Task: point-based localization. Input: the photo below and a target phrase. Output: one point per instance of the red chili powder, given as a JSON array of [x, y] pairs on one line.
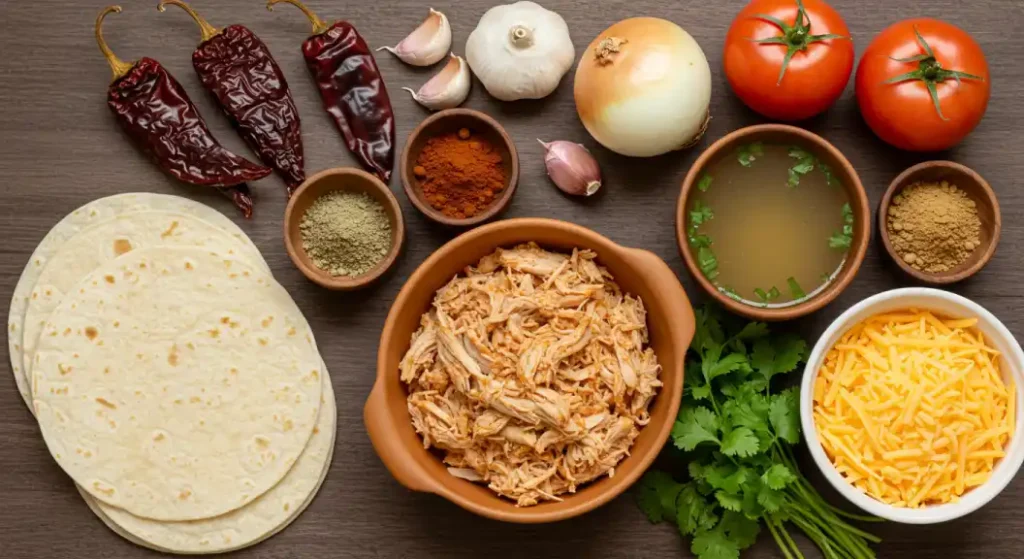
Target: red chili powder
[[460, 174]]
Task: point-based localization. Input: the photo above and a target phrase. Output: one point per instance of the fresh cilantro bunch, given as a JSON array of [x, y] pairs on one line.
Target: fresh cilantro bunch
[[736, 432]]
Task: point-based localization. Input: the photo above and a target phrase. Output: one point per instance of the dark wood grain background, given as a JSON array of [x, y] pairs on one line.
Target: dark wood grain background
[[59, 147]]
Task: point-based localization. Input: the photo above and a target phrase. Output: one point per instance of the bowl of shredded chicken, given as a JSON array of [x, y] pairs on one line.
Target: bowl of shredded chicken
[[531, 374]]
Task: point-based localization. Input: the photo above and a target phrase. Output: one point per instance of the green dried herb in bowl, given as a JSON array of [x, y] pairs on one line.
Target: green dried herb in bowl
[[346, 233]]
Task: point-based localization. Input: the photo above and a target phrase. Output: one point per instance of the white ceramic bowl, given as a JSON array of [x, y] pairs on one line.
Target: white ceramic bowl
[[1012, 366]]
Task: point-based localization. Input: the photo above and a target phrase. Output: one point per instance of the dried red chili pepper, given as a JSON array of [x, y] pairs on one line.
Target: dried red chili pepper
[[239, 70], [351, 88], [155, 111]]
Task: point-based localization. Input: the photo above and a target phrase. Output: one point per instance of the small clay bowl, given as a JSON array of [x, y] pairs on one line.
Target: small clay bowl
[[842, 170], [328, 181], [446, 122], [976, 187]]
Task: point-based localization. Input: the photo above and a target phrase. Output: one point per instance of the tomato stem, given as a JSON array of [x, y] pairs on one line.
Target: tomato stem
[[796, 37], [930, 72]]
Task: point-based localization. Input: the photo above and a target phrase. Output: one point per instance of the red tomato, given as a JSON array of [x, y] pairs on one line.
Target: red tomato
[[904, 113], [756, 49]]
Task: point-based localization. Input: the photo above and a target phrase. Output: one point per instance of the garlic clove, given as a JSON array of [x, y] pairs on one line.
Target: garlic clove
[[571, 167], [427, 44], [449, 88]]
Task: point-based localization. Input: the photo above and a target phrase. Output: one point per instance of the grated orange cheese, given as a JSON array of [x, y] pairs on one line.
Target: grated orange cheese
[[912, 409]]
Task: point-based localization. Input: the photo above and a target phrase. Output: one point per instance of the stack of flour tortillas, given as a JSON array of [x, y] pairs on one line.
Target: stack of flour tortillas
[[174, 380]]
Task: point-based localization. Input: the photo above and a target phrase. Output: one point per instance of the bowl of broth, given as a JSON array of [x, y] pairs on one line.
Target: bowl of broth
[[773, 221]]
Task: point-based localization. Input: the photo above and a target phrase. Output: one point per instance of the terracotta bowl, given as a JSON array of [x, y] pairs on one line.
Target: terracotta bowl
[[977, 188], [341, 179], [446, 122], [842, 169], [670, 320]]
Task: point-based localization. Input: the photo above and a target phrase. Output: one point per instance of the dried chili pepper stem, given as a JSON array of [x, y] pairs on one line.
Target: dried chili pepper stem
[[351, 88], [118, 67], [208, 31], [239, 70], [320, 26], [157, 114]]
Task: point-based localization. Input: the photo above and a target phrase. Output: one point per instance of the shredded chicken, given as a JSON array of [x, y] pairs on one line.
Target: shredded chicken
[[531, 373]]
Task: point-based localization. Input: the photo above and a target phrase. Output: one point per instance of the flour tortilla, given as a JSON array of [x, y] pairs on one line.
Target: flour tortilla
[[103, 242], [91, 213], [251, 524], [176, 384]]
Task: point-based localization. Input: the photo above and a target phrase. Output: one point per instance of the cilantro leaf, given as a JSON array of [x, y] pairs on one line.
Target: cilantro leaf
[[739, 442], [656, 496], [840, 241], [700, 214], [708, 262], [805, 164], [714, 544], [767, 296], [728, 477], [741, 530], [748, 411], [695, 425], [700, 391], [778, 476], [784, 416], [693, 512], [705, 182], [729, 502]]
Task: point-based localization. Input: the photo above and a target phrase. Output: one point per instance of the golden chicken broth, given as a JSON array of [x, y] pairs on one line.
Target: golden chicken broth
[[769, 224]]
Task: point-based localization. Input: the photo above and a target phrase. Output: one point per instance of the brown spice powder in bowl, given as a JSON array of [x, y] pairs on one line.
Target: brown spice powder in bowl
[[934, 226]]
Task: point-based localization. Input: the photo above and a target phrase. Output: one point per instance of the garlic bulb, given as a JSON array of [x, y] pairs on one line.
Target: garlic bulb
[[448, 89], [427, 44], [520, 51]]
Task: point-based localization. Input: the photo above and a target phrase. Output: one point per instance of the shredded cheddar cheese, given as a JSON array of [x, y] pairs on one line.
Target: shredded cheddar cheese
[[912, 409]]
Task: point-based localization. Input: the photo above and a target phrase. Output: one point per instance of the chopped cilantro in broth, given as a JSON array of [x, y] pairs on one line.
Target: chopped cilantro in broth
[[769, 224]]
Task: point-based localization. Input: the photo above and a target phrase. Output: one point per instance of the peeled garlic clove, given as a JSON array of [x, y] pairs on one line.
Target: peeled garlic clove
[[571, 167], [427, 44], [446, 89]]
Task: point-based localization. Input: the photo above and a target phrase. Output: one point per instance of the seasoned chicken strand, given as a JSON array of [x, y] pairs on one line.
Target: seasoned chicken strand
[[531, 373]]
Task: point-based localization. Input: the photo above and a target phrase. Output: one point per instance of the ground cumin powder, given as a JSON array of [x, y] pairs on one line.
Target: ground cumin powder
[[934, 226], [460, 174]]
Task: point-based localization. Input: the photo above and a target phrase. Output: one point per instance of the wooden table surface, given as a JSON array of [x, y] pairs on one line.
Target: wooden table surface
[[60, 147]]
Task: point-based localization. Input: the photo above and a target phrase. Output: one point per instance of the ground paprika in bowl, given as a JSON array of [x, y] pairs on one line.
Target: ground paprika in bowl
[[460, 167]]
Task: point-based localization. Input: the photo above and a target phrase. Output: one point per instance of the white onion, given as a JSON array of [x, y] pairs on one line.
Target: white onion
[[643, 88]]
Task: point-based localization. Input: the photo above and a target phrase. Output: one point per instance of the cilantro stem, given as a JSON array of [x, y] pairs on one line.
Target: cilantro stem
[[816, 535], [778, 540], [788, 539]]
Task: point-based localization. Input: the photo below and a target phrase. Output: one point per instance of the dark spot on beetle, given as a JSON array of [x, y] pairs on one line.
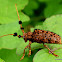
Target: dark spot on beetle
[[47, 32]]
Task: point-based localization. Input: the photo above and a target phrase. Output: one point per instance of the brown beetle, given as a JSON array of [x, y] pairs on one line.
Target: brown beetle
[[39, 36]]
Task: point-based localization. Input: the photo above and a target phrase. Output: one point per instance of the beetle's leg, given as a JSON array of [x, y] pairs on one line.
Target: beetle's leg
[[50, 50], [24, 52], [20, 22], [29, 48]]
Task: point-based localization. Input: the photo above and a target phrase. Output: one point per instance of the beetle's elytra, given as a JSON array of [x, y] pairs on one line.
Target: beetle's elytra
[[39, 36]]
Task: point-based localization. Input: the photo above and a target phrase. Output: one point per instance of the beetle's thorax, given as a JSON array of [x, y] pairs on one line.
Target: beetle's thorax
[[27, 36]]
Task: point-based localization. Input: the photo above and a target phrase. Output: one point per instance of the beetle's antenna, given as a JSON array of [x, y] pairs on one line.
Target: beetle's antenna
[[15, 34], [20, 22]]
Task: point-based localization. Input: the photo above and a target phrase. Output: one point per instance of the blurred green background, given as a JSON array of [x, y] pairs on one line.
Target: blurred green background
[[35, 14]]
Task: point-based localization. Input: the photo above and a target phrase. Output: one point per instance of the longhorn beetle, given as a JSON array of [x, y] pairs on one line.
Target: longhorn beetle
[[39, 36]]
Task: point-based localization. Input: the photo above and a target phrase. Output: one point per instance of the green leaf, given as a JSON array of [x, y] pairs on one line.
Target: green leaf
[[9, 41], [54, 24], [52, 9], [1, 60], [44, 56], [8, 11]]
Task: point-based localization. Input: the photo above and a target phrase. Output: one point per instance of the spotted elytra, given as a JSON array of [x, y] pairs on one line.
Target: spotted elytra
[[39, 36]]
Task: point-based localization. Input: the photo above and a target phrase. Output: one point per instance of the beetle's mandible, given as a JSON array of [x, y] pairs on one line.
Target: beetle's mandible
[[39, 36]]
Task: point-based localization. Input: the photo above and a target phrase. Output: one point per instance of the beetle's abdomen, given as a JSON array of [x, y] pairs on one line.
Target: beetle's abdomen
[[41, 36]]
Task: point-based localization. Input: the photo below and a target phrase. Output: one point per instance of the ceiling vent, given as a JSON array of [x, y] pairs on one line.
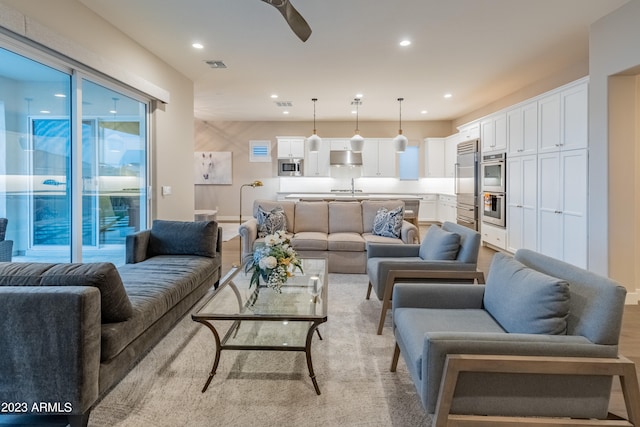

PROMPT
Rewrite the records from their first line through the line containing "[[346, 233]]", replacing "bowl of shredded chicken" with "plate of shredded chicken" and keeping everything else unchanged. Omit the picture from the output.

ANSWER TO THE TASK
Task: point-based localization. Input: the photo below and a target phrase. Output: one point per instance of the red chili powder, given as a JSON array of [x, y] pairs on one line.
Target: red chili powder
[[460, 174]]
Task: point-based localization. Input: the photo above and a target phrase. Output: one point per instance of the fresh cilantro bunch, given as a JSON array of [x, y] pairs on one line.
Target: fresh cilantro bunch
[[736, 432]]
Task: point-based localization. Input: the photo above and a target phrase. Output: one point per instance of the dark wood grain background, given as a JSON array of [x, y] pairs on one line.
Target: dark wood grain background
[[59, 147]]
Task: point-based localization. Input: the photo above and a target phrase. Output: one point per instance of the plate of shredded chicken, given as a JSON array of [x, y] pairs on one line.
Target: plate of shredded chicken
[[531, 374]]
Task: point-based localization. Input: the photo above and a target phrase. Output: one point per instance of the green dried herb in bowl, given as a JSON array of [x, y] pairs on one line.
Target: green dried herb in bowl
[[346, 233]]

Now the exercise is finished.